Task objective: Please show every line in the rows below that contains the word "white". Letter case matters.
== Source data ==
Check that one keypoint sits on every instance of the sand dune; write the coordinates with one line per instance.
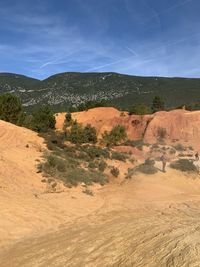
(149, 221)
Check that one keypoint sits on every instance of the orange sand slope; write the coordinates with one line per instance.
(181, 126)
(147, 221)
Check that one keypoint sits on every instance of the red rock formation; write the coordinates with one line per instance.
(180, 125)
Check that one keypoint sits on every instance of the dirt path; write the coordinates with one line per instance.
(149, 221)
(143, 238)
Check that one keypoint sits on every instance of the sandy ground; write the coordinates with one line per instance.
(146, 221)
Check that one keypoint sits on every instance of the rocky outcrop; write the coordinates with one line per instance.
(173, 126)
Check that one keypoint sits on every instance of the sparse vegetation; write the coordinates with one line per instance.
(157, 104)
(88, 192)
(119, 156)
(102, 166)
(184, 165)
(161, 134)
(179, 147)
(11, 108)
(115, 137)
(139, 109)
(79, 134)
(147, 168)
(114, 171)
(43, 119)
(135, 143)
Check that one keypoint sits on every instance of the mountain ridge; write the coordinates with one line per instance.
(67, 89)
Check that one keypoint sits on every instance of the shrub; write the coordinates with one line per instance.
(10, 108)
(119, 156)
(139, 110)
(172, 151)
(89, 134)
(92, 165)
(79, 134)
(114, 171)
(102, 166)
(88, 192)
(68, 170)
(43, 119)
(135, 143)
(96, 152)
(157, 104)
(161, 133)
(184, 165)
(68, 117)
(147, 167)
(116, 136)
(179, 147)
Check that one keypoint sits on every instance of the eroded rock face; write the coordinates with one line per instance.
(178, 125)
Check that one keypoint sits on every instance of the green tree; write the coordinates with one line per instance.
(68, 117)
(43, 119)
(139, 110)
(157, 104)
(90, 134)
(79, 134)
(116, 136)
(10, 108)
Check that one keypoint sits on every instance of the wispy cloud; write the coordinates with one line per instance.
(42, 43)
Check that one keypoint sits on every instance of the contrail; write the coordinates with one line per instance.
(169, 9)
(57, 60)
(112, 63)
(148, 57)
(131, 50)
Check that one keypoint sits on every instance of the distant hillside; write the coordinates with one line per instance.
(71, 89)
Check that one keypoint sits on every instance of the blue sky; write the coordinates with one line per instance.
(137, 37)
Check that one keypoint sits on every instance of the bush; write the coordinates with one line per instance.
(96, 152)
(184, 165)
(10, 108)
(89, 134)
(88, 192)
(179, 147)
(68, 117)
(92, 165)
(115, 137)
(139, 110)
(68, 170)
(147, 167)
(161, 133)
(79, 134)
(157, 104)
(135, 143)
(119, 156)
(114, 171)
(79, 175)
(92, 104)
(43, 119)
(102, 166)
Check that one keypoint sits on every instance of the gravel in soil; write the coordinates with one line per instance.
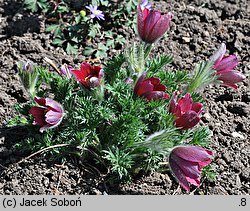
(197, 30)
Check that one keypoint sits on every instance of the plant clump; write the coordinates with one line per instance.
(124, 116)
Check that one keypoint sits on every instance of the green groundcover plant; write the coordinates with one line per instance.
(130, 115)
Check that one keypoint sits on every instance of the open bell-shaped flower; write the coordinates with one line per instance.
(151, 24)
(186, 163)
(89, 76)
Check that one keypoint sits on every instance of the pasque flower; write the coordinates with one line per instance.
(224, 65)
(185, 110)
(95, 13)
(151, 24)
(65, 70)
(29, 76)
(89, 76)
(48, 114)
(186, 163)
(150, 88)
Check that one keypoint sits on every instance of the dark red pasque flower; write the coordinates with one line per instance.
(186, 111)
(151, 24)
(150, 88)
(89, 76)
(224, 65)
(48, 114)
(186, 163)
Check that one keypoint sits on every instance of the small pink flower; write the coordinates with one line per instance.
(186, 163)
(89, 76)
(224, 65)
(186, 111)
(150, 88)
(48, 115)
(65, 70)
(150, 23)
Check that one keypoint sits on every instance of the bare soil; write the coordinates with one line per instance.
(198, 28)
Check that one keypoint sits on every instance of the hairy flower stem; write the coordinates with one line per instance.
(203, 75)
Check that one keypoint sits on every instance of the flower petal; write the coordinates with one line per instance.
(161, 27)
(53, 118)
(185, 103)
(55, 106)
(38, 114)
(155, 95)
(231, 77)
(226, 64)
(153, 17)
(218, 55)
(187, 120)
(41, 101)
(194, 154)
(178, 173)
(197, 107)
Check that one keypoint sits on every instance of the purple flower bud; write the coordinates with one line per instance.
(224, 65)
(95, 13)
(89, 76)
(129, 81)
(66, 70)
(151, 24)
(186, 163)
(186, 111)
(48, 114)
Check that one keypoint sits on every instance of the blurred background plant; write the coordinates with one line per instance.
(74, 29)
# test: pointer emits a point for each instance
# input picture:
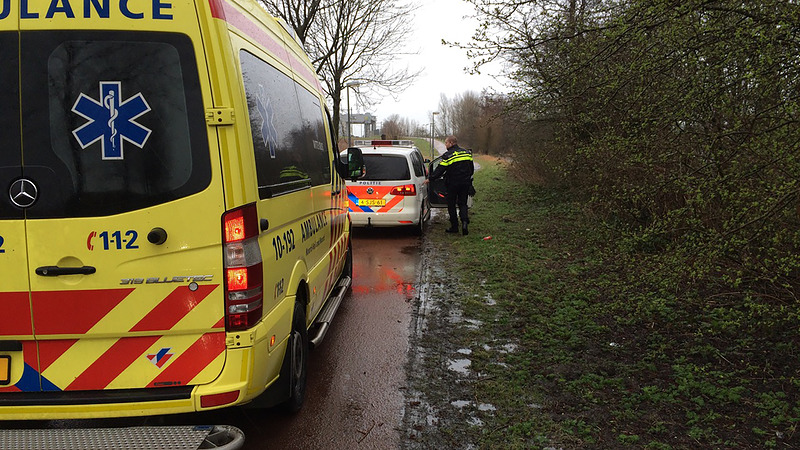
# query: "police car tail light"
(406, 189)
(244, 275)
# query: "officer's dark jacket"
(456, 166)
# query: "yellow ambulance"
(174, 233)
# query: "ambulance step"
(329, 310)
(188, 437)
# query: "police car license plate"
(5, 369)
(371, 202)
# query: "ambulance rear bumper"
(185, 437)
(409, 216)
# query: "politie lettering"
(102, 9)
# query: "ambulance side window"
(289, 140)
(10, 139)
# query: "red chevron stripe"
(192, 361)
(112, 363)
(73, 312)
(16, 317)
(391, 203)
(173, 308)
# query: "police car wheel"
(348, 262)
(297, 359)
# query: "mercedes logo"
(23, 192)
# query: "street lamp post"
(346, 86)
(433, 129)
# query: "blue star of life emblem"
(268, 132)
(111, 121)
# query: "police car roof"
(400, 147)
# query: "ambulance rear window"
(111, 121)
(385, 168)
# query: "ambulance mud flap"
(326, 316)
(133, 438)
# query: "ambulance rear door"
(123, 235)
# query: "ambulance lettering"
(268, 131)
(111, 121)
(102, 9)
(158, 280)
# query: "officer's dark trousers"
(457, 196)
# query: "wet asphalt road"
(356, 376)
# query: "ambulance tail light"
(244, 275)
(217, 10)
(406, 189)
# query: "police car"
(392, 191)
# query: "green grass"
(613, 348)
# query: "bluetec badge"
(110, 120)
(268, 132)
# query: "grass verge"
(575, 340)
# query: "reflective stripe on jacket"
(456, 167)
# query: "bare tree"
(298, 14)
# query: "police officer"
(457, 169)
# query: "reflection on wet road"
(355, 395)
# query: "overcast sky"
(442, 66)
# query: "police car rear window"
(386, 168)
(111, 121)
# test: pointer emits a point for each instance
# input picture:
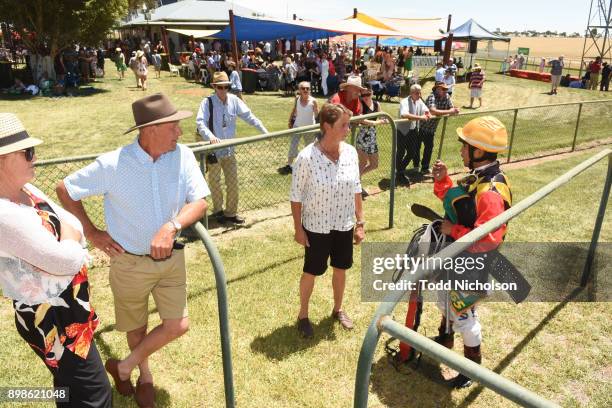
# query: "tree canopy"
(56, 24)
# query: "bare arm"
(163, 241)
(359, 234)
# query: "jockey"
(479, 197)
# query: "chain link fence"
(261, 182)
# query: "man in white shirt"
(408, 140)
(439, 72)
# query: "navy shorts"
(337, 245)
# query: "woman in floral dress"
(43, 269)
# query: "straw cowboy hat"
(220, 78)
(155, 109)
(352, 80)
(13, 136)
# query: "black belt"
(176, 245)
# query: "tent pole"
(354, 43)
(234, 42)
(448, 45)
(165, 41)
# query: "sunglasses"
(29, 153)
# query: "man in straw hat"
(439, 104)
(477, 79)
(152, 189)
(224, 108)
(349, 93)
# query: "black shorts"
(337, 245)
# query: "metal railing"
(278, 192)
(381, 322)
(533, 130)
(221, 285)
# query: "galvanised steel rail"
(465, 366)
(221, 285)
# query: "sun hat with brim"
(154, 110)
(13, 136)
(352, 80)
(439, 84)
(220, 78)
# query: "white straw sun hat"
(13, 136)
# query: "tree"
(136, 5)
(56, 24)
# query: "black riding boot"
(444, 338)
(471, 353)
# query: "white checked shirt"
(325, 189)
(140, 195)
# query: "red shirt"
(595, 67)
(354, 106)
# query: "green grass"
(560, 351)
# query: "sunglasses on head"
(29, 153)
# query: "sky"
(519, 15)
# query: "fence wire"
(534, 131)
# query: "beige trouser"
(230, 172)
(594, 81)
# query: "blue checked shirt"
(140, 195)
(224, 120)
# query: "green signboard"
(524, 51)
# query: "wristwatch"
(177, 225)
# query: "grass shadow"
(396, 387)
(285, 340)
(502, 365)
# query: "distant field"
(546, 46)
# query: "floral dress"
(66, 322)
(366, 138)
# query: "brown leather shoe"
(305, 328)
(343, 318)
(124, 387)
(145, 395)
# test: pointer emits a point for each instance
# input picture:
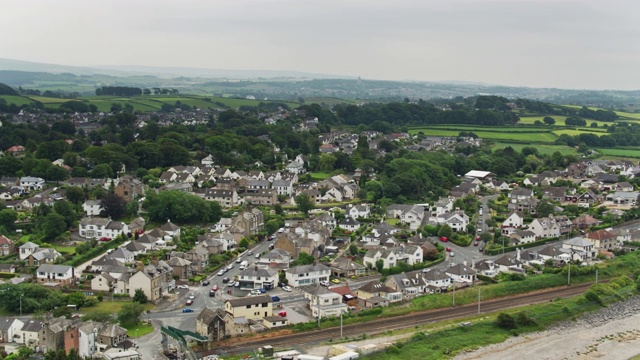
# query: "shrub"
(506, 321)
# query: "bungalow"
(307, 274)
(60, 274)
(257, 278)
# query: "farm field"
(574, 132)
(504, 133)
(543, 149)
(623, 153)
(142, 103)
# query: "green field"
(623, 153)
(543, 149)
(574, 132)
(498, 133)
(144, 103)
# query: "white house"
(516, 220)
(307, 274)
(257, 278)
(410, 254)
(61, 274)
(92, 207)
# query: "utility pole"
(454, 294)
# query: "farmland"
(143, 103)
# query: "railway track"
(404, 321)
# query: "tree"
(181, 207)
(445, 231)
(353, 249)
(8, 219)
(379, 265)
(544, 208)
(140, 297)
(53, 226)
(304, 203)
(113, 206)
(129, 314)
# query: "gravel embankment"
(610, 333)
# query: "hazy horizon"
(543, 43)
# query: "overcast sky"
(583, 44)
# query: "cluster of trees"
(118, 91)
(379, 115)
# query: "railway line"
(404, 321)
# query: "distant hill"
(7, 90)
(116, 70)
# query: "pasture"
(543, 149)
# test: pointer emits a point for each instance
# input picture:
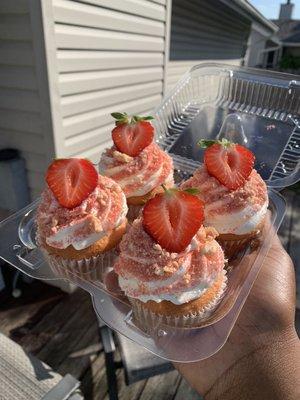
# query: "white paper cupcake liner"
(149, 321)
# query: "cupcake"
(81, 218)
(170, 266)
(234, 194)
(136, 162)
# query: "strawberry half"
(71, 180)
(131, 137)
(172, 219)
(230, 163)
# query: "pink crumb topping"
(100, 211)
(145, 261)
(132, 173)
(221, 200)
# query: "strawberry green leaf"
(205, 143)
(148, 118)
(118, 115)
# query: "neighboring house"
(263, 50)
(65, 65)
(289, 32)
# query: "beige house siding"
(106, 60)
(23, 99)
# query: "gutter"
(247, 10)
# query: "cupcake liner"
(91, 269)
(149, 321)
(133, 211)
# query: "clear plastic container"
(256, 108)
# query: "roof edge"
(249, 11)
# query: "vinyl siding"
(109, 57)
(22, 124)
(204, 31)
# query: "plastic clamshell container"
(256, 108)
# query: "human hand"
(261, 359)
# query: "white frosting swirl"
(239, 223)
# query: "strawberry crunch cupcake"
(170, 266)
(136, 162)
(235, 195)
(81, 217)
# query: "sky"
(270, 8)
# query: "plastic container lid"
(259, 109)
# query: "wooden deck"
(61, 330)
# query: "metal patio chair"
(137, 362)
(24, 377)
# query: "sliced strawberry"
(230, 163)
(132, 137)
(172, 219)
(71, 180)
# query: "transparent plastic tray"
(255, 108)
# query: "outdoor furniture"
(138, 363)
(24, 377)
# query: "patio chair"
(137, 362)
(24, 377)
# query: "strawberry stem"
===
Finished exercise:
# query: "man in white shirt"
# query: "white straw sun hat"
# query: "white checked shirt"
# query: "white house"
# query: "white paper cupcake liner"
# query: "white frosting swirl"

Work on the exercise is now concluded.